PROBLEM TO SOLVE ▸
Retype the full listing below, reproducing every line without any alteration.

PROVIDED INFORMATION ▸
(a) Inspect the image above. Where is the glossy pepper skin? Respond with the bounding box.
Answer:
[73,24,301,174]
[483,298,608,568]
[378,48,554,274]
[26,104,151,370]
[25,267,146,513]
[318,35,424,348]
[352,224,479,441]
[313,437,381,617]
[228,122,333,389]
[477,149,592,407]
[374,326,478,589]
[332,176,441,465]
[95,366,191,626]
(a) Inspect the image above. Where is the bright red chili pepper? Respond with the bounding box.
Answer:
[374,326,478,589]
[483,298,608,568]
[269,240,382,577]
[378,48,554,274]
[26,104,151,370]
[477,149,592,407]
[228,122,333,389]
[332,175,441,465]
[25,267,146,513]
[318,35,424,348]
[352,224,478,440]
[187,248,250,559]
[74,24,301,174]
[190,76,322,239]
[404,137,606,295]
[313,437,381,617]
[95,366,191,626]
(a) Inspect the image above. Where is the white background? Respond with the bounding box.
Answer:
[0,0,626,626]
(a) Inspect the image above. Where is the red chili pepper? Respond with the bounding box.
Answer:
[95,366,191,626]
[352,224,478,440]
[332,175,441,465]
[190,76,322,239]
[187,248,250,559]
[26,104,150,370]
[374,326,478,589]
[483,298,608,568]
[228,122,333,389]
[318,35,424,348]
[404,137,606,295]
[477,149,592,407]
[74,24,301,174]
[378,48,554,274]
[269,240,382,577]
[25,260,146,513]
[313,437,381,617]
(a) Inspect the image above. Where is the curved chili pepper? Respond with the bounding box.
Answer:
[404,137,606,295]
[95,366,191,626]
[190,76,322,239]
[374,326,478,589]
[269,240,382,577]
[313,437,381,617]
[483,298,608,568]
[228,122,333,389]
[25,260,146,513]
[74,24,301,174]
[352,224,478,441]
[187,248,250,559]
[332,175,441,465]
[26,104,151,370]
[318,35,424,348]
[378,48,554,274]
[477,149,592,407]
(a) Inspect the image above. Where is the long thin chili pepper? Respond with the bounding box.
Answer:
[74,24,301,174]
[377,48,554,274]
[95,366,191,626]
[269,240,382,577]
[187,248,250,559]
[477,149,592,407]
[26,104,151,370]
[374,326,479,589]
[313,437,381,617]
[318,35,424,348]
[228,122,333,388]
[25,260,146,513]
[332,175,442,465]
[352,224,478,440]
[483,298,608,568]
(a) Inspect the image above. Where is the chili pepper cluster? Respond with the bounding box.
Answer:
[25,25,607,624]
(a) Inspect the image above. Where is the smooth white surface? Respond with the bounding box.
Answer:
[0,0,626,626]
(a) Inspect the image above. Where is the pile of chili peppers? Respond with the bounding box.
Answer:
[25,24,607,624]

SOLUTION ▸
(a) Inspect the image above. Where is the glossy pepper skin? Respond with the bounding box.
Answer:
[73,24,301,174]
[483,298,608,568]
[378,48,554,274]
[26,104,151,370]
[25,267,146,513]
[318,35,424,348]
[352,224,479,441]
[313,437,381,617]
[228,122,333,389]
[477,149,592,407]
[374,326,478,589]
[332,176,441,465]
[95,366,191,626]
(a) Inspect the image above. Where is the bright red chili pepper? Respond with the bounding box.
Answer:
[374,326,478,589]
[483,298,608,568]
[269,240,382,577]
[378,48,554,274]
[26,104,151,370]
[477,149,592,407]
[228,122,333,389]
[332,175,441,465]
[25,267,146,513]
[318,35,424,348]
[352,224,478,440]
[187,248,250,559]
[74,24,301,174]
[190,76,322,239]
[404,137,606,295]
[313,437,381,617]
[95,366,191,626]
(a) Inspect the image above. Where is the white background? Respond with the bounding box.
Answer:
[0,0,626,626]
(a) Inspect the image above. Where is the red chili pepper? Respond with the bounding box.
Answer:
[95,366,191,626]
[352,224,478,440]
[332,175,441,465]
[190,76,322,239]
[187,248,250,559]
[26,104,150,370]
[374,326,478,589]
[483,298,608,568]
[228,122,333,389]
[318,35,424,348]
[404,137,606,295]
[477,149,592,407]
[74,24,301,174]
[378,48,554,274]
[269,240,382,577]
[25,260,146,513]
[313,437,381,617]
(a) Inspect the image above. Where is the curved chili pepper? Respond with the bounding box.
Answer:
[404,137,606,295]
[95,366,191,626]
[190,76,322,239]
[374,326,478,589]
[269,240,382,577]
[313,437,381,617]
[483,298,608,568]
[228,122,333,389]
[25,260,146,513]
[74,24,301,174]
[352,224,478,441]
[187,248,250,559]
[332,175,441,465]
[26,104,151,370]
[318,35,424,348]
[378,48,554,274]
[477,149,592,407]
(a) Inspect the image above. Where is the long thin chili pepper? Respond with the bounding box.
Answer:
[74,24,301,174]
[377,48,554,274]
[95,366,191,626]
[269,240,382,577]
[187,248,250,559]
[477,149,592,407]
[26,104,151,370]
[374,326,479,589]
[313,437,381,617]
[318,35,424,348]
[228,122,333,388]
[25,260,146,513]
[332,175,442,465]
[352,224,478,440]
[483,298,608,568]
(a) Inspect the image above. Where is the chili pepper cluster? Respond with the bounding box.
Answer:
[25,25,607,624]
(a) Inspect the image above. Where is the smooth white surface? Respond with the bounding box.
Answer:
[0,0,626,626]
(a) Inspect the image above. Where is the pile of chili peppers? Respond with the bounding box.
Answer:
[25,24,607,624]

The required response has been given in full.